> [Work instructions] List the levels of peeling named in the chemical peels text, with the skin layer each one reaches.

Chemical Peel Benefits

Posted by Terri Wojak on


Exfoliating the skin to improve its appearance dates back to ancient Egyptians and is still popular today.  Several methods using everything from mineral scrubs to chemicals have been used in different cultures to treat the skin.1 The cosmetic benefits of alpha hydroxy acids were discovered when sour milk, containing lactic acid, was used in baths to soften the skin. In the mid-1800s, the use of aggressive exfoliation methods was introduced to treat various skin conditions. These sometimes-extreme methods were successful, but at an expense. The more aggressive the treatment, the higher the risk of side effects and complications. Today, we see a surge in mild to moderate chemical peeling techniques as providers and clients look more toward progressive treatments as opposed to aggressive treatments.

Cellular Turnover 

Cellular turnover is a natural process during which dead skin cells are released from the stratum corneum of the epidermis and are replaced with new cells from the basal layer of the epidermis. In healthy skin, cells turn over approximately every 28 days until the age of 30, after which this natural exfoliation process decreases at an estimated rate of about ten days per decade.2  This decrease in the skin’s natural exfoliation can contribute to fine lines, wrinkles, acne, and a dull, dry appearance. 

It is well known that chemical peels exfoliate keratinized cells from the outer layers of skin. This occurs as acids breakdown protein structures, known as desmosomes, that anchor cells to each other. An equally important function of exfoliation is to create a controlled wound response. When skin responds to the drop in pH, it releases growth factors that trigger the production of new cells, including fibroblasts, resulting in a healthier appearance. Stimulating the rate of skin exfoliation in a controlled manner can reduce superficial imperfections while simultaneously building healthier-looking skin structure.


Chemical peels are beneficial for the appearance of many skin conditions including aging, acne, hyperpigmentation, and even sensitive skin.  Visible signs of aging skin are improved by increasing the rate of exfoliation and triggering the benefits of collagen production. Those with acne also benefit from the reduction of dead skin cells since they are one of the contributing factors to breakouts. The low pH of the acid also fights bacteria and reduces the build-up of oil. Hyperpigmentation is formed when melanocytes produce melanin to protect keratinocytes. Chemical peels help reduce the signs of hyperpigmentation by exfoliating stubborn melanin-filled cells. Sensitive skin is usually indicative of an impaired barrier. Chemical peels improve the effects of the barrier by getting rid of damaged cells and stimulating the benefits of the production of new healthy cells. 

There are various levels of peeling including superficial, medium, and deep. Superficial peels effect the epidermis, medium-depth peels reach the papillary layer of the dermis, and deep peels reach the reticular layer of the dermis. Stronger isn’t always better, especially when it comes to peels. Many superficial peels, when performed as directed, have the same great benefit without the increased chance of side-effects. There is a lot to learn to be proficient in chemical peels including the properties of various acids, percentages, and pH. A thorough training on chemical peels is necessary to ensure optimal results and to reduce the chance of potential complications. When performed correctly, chemical peels offer great value to the appearance of all skin conditions.

  1. HJ Brody et al, A history of chemical peeling, Dermatologic Surgery, 26 (5), 405–409 (2000).
  2. MA Farage et al, Characteristics of the aging skin, Adv Wound Care (New Rochelle), 2(1), 5–10 (2013).

> [Data provided]
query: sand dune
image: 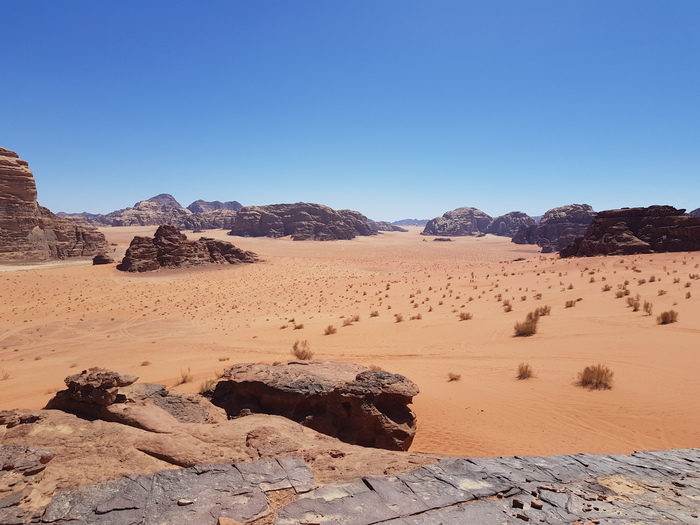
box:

> [Solution to this exercise]
- Superficial: the epidermis
- Medium: the papillary layer of the dermis
- Deep: the reticular layer of the dermis